**The task**
Copy out every line of the data where the word "below" is found.

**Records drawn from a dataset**
*****

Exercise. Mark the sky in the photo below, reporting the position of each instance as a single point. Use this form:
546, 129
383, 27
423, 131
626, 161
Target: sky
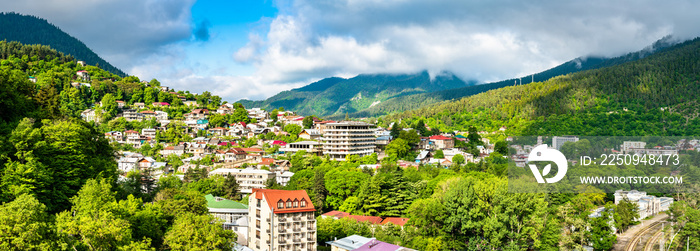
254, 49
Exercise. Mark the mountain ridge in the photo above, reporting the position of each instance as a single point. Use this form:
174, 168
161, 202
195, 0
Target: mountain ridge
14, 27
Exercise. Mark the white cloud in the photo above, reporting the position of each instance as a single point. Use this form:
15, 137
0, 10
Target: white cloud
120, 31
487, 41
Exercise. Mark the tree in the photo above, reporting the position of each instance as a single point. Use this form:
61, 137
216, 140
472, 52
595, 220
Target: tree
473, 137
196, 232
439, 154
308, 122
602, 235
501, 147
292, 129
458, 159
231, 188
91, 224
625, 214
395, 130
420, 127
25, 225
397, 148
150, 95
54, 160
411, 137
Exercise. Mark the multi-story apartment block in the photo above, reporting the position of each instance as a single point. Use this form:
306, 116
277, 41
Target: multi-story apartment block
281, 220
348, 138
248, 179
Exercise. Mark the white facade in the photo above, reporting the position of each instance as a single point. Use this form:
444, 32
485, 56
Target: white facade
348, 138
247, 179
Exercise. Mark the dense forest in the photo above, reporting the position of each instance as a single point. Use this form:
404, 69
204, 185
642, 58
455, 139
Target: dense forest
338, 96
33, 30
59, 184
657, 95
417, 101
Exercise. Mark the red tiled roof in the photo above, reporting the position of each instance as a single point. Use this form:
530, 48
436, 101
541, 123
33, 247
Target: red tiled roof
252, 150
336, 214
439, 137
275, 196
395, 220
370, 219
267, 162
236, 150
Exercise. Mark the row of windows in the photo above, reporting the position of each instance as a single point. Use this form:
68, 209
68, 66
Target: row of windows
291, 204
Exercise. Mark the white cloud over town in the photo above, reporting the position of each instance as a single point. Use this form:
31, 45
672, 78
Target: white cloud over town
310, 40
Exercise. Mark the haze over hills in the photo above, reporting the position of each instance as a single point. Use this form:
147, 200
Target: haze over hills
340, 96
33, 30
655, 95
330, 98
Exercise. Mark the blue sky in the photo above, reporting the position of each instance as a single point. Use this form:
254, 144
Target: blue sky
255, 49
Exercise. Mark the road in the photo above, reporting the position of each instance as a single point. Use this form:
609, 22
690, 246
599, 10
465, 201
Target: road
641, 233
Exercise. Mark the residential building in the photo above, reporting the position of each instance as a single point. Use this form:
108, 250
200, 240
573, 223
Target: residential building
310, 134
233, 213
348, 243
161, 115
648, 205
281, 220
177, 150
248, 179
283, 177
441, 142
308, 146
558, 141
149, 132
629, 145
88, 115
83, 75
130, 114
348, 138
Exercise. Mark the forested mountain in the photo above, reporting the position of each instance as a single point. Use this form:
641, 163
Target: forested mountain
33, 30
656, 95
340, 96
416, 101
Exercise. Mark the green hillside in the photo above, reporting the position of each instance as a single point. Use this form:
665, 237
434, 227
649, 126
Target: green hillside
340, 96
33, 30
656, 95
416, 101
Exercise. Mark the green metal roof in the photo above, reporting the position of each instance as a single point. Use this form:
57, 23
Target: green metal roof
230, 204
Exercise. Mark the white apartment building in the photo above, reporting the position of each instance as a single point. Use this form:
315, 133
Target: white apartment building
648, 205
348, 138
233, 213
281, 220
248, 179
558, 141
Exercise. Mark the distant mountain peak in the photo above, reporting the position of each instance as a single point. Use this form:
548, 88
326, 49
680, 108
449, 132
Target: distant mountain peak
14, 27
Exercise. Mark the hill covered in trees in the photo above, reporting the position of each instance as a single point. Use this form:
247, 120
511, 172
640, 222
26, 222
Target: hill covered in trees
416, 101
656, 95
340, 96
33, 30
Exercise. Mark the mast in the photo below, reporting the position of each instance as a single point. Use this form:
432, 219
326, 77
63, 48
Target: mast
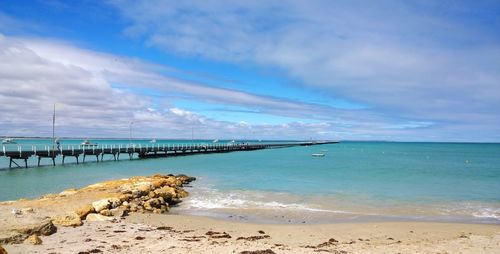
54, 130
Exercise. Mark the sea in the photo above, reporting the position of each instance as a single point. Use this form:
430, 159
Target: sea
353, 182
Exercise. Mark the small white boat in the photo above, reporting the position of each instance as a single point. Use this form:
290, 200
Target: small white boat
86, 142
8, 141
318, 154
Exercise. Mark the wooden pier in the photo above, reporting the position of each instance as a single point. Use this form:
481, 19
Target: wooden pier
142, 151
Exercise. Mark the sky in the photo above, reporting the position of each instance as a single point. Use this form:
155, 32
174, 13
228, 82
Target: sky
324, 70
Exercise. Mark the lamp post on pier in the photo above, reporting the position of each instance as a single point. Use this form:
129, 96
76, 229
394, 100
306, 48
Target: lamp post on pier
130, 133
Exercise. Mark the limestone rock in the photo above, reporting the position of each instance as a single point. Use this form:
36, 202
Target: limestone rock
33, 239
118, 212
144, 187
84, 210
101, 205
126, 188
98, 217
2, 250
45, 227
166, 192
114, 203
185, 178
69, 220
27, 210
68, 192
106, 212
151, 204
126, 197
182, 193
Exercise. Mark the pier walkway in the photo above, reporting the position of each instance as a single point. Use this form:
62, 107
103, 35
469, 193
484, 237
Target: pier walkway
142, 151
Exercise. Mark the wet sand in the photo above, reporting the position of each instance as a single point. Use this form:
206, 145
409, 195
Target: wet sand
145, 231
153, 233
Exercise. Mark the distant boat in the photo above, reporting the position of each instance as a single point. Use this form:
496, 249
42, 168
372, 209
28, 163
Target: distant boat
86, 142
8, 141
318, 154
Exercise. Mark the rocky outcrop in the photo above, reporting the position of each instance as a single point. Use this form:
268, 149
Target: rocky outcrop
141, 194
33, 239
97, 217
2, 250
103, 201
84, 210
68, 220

*****

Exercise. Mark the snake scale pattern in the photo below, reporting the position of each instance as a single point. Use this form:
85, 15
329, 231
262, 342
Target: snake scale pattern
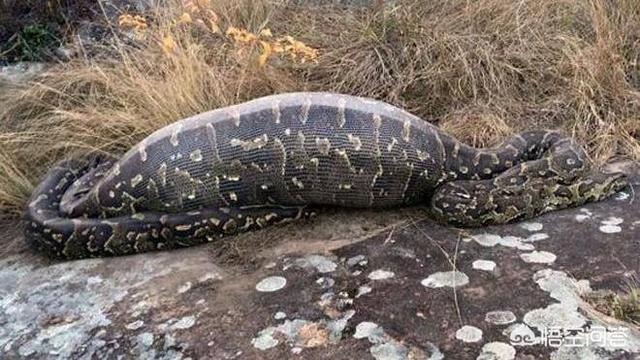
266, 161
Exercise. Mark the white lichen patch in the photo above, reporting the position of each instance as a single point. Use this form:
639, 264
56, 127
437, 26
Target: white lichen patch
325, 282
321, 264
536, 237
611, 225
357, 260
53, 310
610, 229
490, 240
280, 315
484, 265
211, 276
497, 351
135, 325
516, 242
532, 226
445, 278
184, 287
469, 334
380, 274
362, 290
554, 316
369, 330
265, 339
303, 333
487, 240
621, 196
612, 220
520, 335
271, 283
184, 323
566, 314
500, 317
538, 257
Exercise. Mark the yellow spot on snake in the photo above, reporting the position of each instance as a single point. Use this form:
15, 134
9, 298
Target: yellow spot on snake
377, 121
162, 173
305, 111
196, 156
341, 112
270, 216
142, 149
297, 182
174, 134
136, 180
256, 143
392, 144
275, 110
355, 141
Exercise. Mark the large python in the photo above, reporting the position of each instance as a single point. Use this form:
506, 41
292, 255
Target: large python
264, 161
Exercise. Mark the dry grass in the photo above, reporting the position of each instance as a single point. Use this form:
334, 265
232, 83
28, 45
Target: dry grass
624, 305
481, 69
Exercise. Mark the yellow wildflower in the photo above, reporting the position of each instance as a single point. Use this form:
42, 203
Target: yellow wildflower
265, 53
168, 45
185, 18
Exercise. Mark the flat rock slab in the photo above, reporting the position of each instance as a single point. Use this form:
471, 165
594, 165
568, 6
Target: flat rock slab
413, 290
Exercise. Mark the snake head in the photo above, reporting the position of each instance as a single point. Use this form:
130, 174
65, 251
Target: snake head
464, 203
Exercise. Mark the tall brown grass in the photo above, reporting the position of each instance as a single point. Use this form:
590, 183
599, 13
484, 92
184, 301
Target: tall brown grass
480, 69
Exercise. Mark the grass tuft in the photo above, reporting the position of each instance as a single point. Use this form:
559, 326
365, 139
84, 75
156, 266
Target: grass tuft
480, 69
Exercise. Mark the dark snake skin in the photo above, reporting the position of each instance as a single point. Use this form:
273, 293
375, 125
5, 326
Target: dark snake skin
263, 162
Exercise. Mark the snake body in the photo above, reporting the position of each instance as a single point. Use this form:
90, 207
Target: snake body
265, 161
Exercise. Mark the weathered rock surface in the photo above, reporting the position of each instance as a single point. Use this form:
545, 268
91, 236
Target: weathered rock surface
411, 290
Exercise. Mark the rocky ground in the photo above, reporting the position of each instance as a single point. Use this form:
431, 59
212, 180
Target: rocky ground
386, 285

*****

**Task answer**
Exercise. Mark the sky in the photo below, reporting the position of each instance as a single point. Use this form:
Exercise. Mark the mast in the photo below, reporting the position of each instance as a single point. Use this form:
Exercise. Mark the snake scale pattern in the photo below, reporting the position of each instance as a single point. Use this form:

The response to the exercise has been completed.